Exercises to complete =
A. Answer these questions from the excerpt on designing approximate multipliers, one line each:
(i) Which approximate multiplier adds the approximate partial products accurately by using the associated carry chain?
(ii) Which two signals are routed to the next slice to generate higher order product bits?
(iii) What does the next section use to obtain approximate multiplier Cc?
B. Render this sentence from the excerpt on approximate multipliers in Spanish: "The same process can be repeated for the implementation of arbitrary sizes of higher order multipliers."
C. Carry on the excerpt on designing approximate multipliers from its final sentence.
Begin Excerpt to read
Figure 5: Designing higher order multipliers from lower order multipliers: (a) Implementation of  $2M\times 2M$  multiplier using M×M multipliers. (b) Generation of product bits  $P_4$ ,  $P_5$ ,  $P_6$  and  $P_7$  using carry chain

proposed methodology utilizes accurate and approximate addition. The approximate multiplier Ca in Fig. 5(b), performs an accurate summation of the approximate partial products by using the associated carry chain. As shown in Fig. 5(b),  $PP_0 < 4 > -PP_0 < 7 >$  from  $A_L \times B_L$ ,  $PP_1 < 0 > -PP_1 < 3 >$  from  $A_H \times B_L$  and  $PP_2 < 0 >$   $-PP_2 < 3 >$  from  $A_L \times B_H$  are added in one single step to produce final product bits  $P_4 - P_7$  for an 8×8 multiplier. The O5 output of fourth LUT6 and Cout of carry chain in Fig. 5(b) are routed to next slice for generation of higher order product bits. The same process can be repeated for the implementation of arbitrary sizes of higher order multipliers. In the next section, we use approximate addition of the approximate partial products to obtain approximate multiplier Cc. An example for 8 × 8 multiplier is presented, but the same methodology can be followed to design arbitrary size of multiplier.
End Excerpt to read
Begin Given records
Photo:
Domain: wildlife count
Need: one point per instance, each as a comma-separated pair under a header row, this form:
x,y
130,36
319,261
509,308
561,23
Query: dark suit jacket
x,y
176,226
End Given records
Begin Given records
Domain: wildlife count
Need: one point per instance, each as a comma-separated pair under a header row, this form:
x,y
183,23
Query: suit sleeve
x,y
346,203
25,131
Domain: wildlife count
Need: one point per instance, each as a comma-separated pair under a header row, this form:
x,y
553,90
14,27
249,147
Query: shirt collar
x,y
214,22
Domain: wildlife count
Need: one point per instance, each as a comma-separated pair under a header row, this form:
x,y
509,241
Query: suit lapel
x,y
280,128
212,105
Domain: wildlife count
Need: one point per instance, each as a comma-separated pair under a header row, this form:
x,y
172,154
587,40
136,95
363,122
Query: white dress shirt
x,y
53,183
End Given records
Begin Given records
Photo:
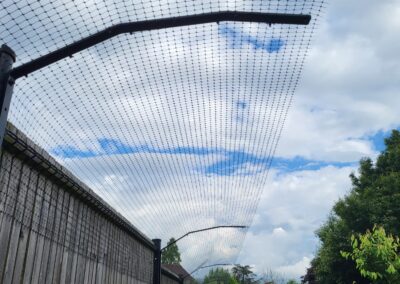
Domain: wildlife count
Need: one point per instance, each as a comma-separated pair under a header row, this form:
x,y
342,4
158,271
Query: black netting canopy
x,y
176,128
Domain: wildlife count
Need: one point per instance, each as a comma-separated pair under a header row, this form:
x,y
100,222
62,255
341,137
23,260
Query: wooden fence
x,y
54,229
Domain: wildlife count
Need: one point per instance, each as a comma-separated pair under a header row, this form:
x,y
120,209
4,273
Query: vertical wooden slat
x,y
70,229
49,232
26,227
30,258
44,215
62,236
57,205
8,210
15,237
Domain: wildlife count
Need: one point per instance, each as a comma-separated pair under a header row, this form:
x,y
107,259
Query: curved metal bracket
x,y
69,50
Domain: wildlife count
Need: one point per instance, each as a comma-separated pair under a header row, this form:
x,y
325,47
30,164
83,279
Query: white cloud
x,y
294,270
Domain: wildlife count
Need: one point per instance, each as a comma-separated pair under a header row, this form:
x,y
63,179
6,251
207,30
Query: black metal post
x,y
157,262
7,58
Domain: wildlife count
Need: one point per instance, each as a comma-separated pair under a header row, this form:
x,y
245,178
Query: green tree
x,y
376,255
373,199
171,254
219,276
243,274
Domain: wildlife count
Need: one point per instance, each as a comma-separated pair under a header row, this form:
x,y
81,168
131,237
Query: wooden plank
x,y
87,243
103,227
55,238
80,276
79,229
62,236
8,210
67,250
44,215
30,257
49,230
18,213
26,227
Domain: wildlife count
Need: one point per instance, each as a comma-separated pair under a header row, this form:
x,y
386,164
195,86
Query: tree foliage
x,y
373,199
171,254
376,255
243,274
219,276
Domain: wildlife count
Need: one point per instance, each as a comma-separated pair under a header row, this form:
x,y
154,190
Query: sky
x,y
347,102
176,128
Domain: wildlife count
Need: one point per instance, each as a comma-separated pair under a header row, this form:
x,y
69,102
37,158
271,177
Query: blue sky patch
End Given records
Answers provided =
A.
(i) Approximate multiplier Ca.
(ii) The O5 output of the fourth LUT6 and Cout of the carry chain.
(iii) Approximate addition of the approximate partial products.

B. El mismo proceso puede repetirse para la implementación de multiplicadores de orden superior de tamaños arbitrarios.

C.
## 4.1 8 × 8 Approximate Multiplier Cc: Approximate Summation of Partial Products

For further improving the performance of the  $8 \times 8$  multiplier, a *highly-inaccurate* approximation has been applied on the partial products summation, as shown by the blue dotted boxes in Fig. 6. All partial products are added using LUTs but without using carry-out from the preceding bit locations. The four least and most significant product bits are obtained without using addition, as shown in Fig. 6. The result of this highly-inaccurate approximate addition

also signifies the high output accuracy of our basic  $4\times4$  approximate multiplier. By utilizing sophisticated approximate addition, higher order approximate multipliers with higher output accuracies and area gains than those achievable with Cc can be obtained.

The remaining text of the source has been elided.